▸ **WORK TO DO**: Which lines in the data below contain the word "long"? Copy each of those lines in full, and treat uppercase and lowercase as different.

▸ **DATA RECORDS**:

↓

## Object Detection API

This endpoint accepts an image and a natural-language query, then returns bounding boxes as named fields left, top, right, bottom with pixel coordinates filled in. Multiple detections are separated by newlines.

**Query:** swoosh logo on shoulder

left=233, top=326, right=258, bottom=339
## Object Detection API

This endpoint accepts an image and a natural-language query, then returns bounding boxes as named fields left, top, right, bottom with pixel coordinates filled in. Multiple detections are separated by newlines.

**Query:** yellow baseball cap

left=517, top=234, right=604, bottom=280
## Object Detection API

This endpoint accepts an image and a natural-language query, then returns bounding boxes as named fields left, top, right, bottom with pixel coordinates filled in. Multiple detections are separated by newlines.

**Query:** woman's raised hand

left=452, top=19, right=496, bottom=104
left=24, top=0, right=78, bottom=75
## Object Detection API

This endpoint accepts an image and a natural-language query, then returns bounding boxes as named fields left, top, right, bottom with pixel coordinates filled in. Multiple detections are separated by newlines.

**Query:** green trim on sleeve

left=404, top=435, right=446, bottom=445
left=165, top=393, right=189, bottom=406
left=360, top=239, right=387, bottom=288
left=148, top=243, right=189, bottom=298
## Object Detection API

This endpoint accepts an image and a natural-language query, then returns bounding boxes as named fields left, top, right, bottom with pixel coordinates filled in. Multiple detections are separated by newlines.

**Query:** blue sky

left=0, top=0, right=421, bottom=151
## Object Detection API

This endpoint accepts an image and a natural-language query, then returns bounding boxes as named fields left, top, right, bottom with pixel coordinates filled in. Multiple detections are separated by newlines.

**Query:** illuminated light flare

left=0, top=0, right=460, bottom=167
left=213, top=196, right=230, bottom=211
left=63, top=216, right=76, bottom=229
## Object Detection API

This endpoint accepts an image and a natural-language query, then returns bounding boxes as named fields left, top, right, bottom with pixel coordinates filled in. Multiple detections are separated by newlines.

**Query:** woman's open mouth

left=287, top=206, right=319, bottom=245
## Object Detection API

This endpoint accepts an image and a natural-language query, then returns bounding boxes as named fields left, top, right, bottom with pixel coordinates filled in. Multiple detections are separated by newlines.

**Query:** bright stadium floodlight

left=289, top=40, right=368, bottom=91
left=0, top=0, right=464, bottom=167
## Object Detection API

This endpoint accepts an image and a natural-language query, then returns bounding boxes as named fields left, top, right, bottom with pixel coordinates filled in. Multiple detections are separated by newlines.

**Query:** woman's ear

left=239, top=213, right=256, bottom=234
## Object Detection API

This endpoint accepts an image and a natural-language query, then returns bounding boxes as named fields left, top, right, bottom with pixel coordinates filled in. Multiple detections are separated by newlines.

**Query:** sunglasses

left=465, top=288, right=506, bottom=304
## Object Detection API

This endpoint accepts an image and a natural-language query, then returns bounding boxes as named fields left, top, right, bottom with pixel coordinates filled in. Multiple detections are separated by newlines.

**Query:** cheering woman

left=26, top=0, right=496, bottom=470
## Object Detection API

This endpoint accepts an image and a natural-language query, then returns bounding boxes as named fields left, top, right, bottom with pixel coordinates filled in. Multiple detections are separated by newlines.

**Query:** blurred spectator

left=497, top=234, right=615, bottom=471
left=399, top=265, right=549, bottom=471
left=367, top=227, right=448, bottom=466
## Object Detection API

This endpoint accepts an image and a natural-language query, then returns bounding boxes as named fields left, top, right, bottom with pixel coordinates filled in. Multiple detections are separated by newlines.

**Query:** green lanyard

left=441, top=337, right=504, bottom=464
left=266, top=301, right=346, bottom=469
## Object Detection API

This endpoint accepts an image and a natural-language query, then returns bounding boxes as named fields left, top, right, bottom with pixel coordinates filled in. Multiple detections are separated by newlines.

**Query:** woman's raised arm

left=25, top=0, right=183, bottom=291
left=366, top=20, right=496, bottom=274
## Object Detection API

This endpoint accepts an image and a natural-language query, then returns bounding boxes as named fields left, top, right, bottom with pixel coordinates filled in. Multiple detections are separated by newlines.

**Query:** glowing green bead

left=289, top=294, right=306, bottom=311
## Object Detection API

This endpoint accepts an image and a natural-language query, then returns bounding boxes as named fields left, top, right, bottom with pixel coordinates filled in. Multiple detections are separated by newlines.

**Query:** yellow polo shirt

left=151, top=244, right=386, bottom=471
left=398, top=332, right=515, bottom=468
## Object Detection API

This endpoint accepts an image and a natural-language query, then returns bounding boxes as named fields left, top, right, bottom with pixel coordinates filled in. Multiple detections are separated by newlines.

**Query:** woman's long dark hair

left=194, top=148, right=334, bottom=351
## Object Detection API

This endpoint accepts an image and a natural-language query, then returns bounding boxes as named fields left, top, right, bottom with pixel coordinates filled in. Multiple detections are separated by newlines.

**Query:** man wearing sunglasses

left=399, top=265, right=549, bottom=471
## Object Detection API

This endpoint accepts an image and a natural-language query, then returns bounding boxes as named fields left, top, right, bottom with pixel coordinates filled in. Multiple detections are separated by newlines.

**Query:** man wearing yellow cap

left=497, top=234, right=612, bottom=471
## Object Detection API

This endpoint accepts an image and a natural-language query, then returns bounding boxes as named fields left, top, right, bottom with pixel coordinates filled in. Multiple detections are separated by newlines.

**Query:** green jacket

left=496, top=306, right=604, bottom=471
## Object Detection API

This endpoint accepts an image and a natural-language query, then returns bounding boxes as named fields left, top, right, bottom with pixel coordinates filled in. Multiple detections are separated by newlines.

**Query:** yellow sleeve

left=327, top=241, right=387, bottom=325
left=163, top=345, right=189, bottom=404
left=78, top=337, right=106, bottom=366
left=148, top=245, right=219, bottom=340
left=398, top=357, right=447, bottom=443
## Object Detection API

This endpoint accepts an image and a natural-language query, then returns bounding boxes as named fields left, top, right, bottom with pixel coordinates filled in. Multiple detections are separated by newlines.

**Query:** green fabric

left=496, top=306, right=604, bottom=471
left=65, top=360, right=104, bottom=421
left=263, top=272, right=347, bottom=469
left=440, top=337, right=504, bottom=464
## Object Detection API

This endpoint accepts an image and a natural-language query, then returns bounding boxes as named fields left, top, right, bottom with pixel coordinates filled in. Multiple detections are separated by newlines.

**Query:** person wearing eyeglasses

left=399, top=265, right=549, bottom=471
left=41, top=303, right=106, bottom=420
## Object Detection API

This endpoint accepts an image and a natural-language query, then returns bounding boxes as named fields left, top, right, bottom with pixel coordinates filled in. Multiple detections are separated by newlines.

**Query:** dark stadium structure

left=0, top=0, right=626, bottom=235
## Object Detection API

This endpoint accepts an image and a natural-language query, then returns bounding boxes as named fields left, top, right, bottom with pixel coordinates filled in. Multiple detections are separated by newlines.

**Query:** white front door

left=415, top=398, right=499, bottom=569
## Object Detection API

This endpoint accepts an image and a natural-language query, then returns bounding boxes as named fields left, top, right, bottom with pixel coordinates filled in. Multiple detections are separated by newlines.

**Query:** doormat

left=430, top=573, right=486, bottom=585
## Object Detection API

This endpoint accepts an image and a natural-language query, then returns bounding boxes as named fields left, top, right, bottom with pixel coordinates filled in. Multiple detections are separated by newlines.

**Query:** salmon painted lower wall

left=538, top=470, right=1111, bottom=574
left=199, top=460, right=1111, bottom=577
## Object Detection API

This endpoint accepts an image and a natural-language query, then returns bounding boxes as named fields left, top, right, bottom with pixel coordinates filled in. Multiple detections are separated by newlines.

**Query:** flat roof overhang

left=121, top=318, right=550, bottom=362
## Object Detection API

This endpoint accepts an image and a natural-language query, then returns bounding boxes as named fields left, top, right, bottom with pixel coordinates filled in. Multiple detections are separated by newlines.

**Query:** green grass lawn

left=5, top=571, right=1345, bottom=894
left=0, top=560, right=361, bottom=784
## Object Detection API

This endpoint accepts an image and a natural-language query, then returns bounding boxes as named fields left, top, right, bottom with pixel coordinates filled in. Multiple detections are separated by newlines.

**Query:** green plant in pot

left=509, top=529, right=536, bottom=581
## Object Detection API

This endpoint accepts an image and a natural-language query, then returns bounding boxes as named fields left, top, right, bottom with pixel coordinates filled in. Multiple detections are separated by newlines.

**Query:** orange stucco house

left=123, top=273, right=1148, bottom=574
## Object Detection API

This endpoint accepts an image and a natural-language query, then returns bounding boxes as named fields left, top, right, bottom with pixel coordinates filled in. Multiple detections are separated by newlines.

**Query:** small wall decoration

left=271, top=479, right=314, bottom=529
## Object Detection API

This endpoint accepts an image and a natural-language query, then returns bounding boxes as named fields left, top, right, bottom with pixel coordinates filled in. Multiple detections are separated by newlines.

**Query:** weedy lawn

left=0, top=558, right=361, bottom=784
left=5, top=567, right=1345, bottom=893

↑
↓

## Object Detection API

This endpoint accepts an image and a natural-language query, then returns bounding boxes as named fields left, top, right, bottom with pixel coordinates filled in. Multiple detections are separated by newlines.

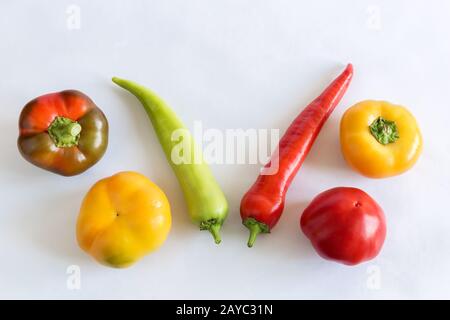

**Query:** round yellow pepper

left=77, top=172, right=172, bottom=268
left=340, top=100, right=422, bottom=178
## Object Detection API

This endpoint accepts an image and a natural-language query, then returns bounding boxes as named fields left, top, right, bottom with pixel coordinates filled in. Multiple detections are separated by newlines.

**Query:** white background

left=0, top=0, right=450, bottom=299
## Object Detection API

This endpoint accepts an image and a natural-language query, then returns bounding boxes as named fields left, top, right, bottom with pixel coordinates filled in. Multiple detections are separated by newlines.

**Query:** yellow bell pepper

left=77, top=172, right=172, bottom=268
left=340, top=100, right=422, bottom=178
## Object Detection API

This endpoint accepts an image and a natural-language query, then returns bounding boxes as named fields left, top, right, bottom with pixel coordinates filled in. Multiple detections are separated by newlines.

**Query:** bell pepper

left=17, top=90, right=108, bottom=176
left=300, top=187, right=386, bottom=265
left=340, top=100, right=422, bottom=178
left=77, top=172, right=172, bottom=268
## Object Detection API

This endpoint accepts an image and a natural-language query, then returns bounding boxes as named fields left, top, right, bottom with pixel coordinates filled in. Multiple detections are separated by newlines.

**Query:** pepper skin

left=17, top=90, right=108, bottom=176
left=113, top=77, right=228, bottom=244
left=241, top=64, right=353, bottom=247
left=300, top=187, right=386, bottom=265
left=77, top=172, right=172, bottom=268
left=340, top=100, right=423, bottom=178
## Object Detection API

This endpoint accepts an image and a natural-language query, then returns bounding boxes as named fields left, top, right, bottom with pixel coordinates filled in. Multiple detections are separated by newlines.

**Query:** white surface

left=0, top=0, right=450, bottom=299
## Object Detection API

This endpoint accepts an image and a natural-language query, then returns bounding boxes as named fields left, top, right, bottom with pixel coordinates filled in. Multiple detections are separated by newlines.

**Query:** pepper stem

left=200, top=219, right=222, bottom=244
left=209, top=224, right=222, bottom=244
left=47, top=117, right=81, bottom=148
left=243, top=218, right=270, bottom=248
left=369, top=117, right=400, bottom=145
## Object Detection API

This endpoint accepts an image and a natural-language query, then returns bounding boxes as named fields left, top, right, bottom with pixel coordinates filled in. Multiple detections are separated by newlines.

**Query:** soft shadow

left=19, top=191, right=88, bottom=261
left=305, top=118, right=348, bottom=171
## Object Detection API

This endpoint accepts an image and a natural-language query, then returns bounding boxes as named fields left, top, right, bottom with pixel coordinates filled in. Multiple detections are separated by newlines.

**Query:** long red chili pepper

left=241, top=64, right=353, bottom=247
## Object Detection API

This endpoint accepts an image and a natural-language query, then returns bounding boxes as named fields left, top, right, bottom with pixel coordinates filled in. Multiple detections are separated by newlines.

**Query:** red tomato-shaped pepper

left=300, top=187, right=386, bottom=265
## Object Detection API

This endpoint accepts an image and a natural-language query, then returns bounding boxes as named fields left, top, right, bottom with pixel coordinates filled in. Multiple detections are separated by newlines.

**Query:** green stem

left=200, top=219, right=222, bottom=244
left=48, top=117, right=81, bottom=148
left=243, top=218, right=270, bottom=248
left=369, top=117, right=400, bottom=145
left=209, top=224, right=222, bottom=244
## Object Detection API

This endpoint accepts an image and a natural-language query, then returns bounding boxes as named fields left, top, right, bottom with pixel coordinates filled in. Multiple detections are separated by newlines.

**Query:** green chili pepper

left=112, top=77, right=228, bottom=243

↑
↓

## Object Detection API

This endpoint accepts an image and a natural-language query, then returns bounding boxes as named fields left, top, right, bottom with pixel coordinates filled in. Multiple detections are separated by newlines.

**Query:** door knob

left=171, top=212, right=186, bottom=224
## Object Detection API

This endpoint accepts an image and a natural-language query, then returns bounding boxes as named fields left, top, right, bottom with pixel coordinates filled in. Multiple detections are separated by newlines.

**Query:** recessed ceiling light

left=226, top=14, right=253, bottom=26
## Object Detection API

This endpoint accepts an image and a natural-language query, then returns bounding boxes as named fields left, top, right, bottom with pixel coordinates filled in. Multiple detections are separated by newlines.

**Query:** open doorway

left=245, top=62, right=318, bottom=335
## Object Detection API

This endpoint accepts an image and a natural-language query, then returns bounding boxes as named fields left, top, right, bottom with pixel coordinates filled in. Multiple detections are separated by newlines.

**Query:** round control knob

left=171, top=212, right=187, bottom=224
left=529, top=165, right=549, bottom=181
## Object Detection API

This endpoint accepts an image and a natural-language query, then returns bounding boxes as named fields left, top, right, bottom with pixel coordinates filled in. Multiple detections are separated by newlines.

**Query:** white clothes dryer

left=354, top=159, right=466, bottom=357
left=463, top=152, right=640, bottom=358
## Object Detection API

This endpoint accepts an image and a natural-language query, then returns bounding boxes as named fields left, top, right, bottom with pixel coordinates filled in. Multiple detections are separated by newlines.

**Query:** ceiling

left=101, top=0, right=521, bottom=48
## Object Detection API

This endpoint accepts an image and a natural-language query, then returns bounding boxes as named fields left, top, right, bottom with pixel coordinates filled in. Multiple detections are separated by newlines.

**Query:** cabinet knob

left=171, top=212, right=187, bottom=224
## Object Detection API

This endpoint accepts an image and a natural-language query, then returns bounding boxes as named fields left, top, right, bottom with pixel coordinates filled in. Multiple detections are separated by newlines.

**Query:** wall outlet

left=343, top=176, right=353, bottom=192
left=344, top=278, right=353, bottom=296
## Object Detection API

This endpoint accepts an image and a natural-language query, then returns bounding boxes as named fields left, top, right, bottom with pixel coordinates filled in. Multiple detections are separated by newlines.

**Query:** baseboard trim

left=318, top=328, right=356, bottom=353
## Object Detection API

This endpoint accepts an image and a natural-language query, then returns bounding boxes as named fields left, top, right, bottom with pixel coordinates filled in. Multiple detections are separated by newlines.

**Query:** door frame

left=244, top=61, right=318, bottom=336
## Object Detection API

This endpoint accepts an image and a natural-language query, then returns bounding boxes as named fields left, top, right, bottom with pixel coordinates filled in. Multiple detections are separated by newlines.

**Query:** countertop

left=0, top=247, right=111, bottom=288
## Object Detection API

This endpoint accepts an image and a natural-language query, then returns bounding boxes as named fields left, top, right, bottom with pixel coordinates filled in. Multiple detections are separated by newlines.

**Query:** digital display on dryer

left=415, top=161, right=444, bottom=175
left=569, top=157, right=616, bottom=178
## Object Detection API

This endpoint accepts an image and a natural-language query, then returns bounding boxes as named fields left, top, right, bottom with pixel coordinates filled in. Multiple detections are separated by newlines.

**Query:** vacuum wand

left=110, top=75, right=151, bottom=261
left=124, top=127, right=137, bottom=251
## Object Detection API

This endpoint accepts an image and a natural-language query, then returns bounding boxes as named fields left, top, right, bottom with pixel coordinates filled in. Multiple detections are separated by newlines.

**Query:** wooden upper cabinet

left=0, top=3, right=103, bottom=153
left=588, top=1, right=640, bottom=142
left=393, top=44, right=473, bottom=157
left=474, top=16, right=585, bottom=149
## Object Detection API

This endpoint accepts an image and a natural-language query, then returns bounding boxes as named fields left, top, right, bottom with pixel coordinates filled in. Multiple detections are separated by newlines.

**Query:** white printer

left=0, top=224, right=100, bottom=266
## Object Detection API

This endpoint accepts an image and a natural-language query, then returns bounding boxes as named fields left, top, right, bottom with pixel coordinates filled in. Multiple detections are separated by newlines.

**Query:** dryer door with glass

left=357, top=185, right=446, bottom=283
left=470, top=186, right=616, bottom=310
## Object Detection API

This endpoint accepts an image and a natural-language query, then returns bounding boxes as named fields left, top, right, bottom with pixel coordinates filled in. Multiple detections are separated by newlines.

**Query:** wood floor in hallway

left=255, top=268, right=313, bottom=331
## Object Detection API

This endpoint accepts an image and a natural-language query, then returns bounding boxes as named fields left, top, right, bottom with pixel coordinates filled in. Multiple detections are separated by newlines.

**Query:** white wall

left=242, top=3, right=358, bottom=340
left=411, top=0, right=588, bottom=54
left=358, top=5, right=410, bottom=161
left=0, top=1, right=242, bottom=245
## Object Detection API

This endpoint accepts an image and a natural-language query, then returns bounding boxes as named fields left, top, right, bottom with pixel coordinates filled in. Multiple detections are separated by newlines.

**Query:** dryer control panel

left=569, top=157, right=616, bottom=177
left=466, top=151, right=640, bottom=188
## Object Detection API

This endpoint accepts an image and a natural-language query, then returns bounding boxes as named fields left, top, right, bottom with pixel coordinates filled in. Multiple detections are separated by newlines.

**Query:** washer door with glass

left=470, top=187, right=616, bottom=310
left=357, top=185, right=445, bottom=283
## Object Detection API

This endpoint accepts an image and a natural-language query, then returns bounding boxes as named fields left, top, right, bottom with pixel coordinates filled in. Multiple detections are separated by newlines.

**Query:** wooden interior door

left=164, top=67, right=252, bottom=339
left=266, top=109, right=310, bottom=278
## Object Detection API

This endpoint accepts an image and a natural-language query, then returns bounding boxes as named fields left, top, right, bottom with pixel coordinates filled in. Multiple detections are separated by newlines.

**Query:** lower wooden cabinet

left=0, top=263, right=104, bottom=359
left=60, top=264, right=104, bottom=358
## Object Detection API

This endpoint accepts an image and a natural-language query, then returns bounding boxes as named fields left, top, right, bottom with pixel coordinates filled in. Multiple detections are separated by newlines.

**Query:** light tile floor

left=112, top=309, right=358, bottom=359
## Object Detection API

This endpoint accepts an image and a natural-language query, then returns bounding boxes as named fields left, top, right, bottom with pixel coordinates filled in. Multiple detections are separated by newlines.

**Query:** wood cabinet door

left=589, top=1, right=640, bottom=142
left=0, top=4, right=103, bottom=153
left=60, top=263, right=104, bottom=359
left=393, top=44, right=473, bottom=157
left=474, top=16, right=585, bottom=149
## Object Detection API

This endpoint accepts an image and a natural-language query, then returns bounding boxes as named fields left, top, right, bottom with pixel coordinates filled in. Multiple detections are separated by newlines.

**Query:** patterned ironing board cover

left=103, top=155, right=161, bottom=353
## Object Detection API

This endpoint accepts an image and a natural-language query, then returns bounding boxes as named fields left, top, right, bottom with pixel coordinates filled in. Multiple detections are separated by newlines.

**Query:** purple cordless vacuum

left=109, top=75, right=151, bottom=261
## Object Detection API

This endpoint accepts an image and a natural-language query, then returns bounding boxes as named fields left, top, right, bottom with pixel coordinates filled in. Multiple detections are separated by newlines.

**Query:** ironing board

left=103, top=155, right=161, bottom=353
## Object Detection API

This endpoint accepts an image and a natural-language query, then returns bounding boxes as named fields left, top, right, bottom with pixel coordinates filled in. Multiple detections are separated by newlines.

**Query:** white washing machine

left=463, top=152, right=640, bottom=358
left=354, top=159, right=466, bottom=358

↑

▸ **WRITTEN RESPONSE**:
**Query:** woman's long dark hair
**Query:** long red chili pepper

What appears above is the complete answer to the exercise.